Material for this task

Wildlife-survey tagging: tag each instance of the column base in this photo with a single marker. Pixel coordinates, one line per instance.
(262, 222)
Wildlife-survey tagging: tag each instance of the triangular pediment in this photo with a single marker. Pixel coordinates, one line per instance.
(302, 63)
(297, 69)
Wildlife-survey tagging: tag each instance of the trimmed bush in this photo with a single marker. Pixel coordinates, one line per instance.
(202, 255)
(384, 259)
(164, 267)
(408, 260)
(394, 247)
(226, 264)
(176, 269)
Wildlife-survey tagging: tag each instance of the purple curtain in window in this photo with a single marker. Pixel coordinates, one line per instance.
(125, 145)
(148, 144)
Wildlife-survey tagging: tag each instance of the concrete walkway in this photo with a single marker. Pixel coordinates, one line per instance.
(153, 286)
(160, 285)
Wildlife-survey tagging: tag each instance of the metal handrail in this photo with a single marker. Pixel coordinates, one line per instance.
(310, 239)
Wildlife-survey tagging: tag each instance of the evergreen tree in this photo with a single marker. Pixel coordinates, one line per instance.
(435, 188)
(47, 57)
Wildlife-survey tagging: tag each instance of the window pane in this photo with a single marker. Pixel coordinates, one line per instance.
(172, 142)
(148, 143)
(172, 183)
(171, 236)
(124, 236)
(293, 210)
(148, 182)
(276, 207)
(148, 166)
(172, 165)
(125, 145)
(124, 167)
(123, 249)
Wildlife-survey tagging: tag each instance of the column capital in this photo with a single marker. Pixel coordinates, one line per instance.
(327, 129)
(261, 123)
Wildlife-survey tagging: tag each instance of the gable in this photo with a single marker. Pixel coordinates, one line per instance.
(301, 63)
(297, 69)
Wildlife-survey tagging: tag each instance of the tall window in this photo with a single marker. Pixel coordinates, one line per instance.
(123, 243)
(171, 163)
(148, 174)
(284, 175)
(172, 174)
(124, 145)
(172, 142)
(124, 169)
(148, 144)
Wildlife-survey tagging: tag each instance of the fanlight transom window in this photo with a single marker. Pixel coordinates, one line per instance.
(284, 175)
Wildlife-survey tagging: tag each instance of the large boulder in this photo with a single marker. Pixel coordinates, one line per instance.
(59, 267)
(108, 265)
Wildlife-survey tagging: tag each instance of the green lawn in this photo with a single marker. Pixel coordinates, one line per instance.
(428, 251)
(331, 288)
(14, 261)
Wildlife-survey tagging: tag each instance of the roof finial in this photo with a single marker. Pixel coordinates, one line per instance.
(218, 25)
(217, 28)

Exercise aim
From the listing above, reproduce all the lines exactly.

Result of the exercise
Wildlife-survey tagging: tag each instance of the column base in this photo with a single marker. Pixel coordinates, one line per instance.
(262, 222)
Wildlife-survey tagging: tag each instance of the triangular pediment in this photo with a single marker. Pixel coordinates, one line per instance.
(302, 63)
(297, 69)
Wildlife-survey tagging: tag each instance of the trimmed bush in this photo with a single marker. Pixel coordinates, one line per instance.
(202, 255)
(384, 259)
(164, 267)
(408, 260)
(394, 247)
(226, 264)
(176, 269)
Wildlife-survey tagging: tag each instance of the purple curtain in window in this photo with a single marker. Pixel coordinates, one line per instance.
(125, 145)
(148, 144)
Wildlife-survey tagging: tag each instance of the concrete walkway in this photo with a single marker. Pixel coordinates, one line per instance.
(153, 286)
(160, 285)
Wildlife-survey tagging: tag each instance of the metal handrail in this photo with a single marker. Pixel coordinates, one line per instance.
(310, 239)
Wildlife-survey tagging: tag each instance of the evergreen tree in this photo with a single marker. Pixel coordinates, one line per instance.
(435, 188)
(47, 57)
Wildlife-survey tagging: tag each instance of the window pane in this photo with a single marker. Pixel coordinates, one line per instance.
(172, 142)
(148, 143)
(172, 183)
(171, 236)
(124, 236)
(293, 210)
(148, 182)
(276, 207)
(148, 166)
(172, 165)
(125, 145)
(124, 167)
(123, 249)
Wildlife-survey tagging: tag each instance of the column capital in this photo with a single marker. Pixel coordinates, one line per instance.
(327, 129)
(261, 123)
Wildlife-survey tagging: tag each instance of the gable in this photo with a single marker. Pixel coordinates, one line per instance.
(301, 63)
(297, 69)
Wildlife-survey tagging: tag each instance of the tall window in this photo with a single marker. Pixel coordinates, one line per instance.
(123, 243)
(171, 163)
(148, 174)
(284, 175)
(172, 174)
(124, 145)
(172, 142)
(124, 169)
(148, 144)
Wildlife-survey tagging: tag each instance of the fanlight transom window in this photo with a single marker. Pixel coordinates, one line per instance.
(284, 175)
Wildlife-survey tagging: tag each instance of the large boulder in this photo with a single marker. Pixel coordinates, one line per instance.
(59, 267)
(108, 265)
Wildlife-survey tagging: tag each instance of the green lawn in this photo with a single marker. Pixel coordinates, one line per instance.
(428, 251)
(331, 288)
(14, 261)
Wildlife-survey tagging: tag each instance of the roof finial in this photo with a single marker. Pixel coordinates, one line per instance.
(218, 25)
(217, 28)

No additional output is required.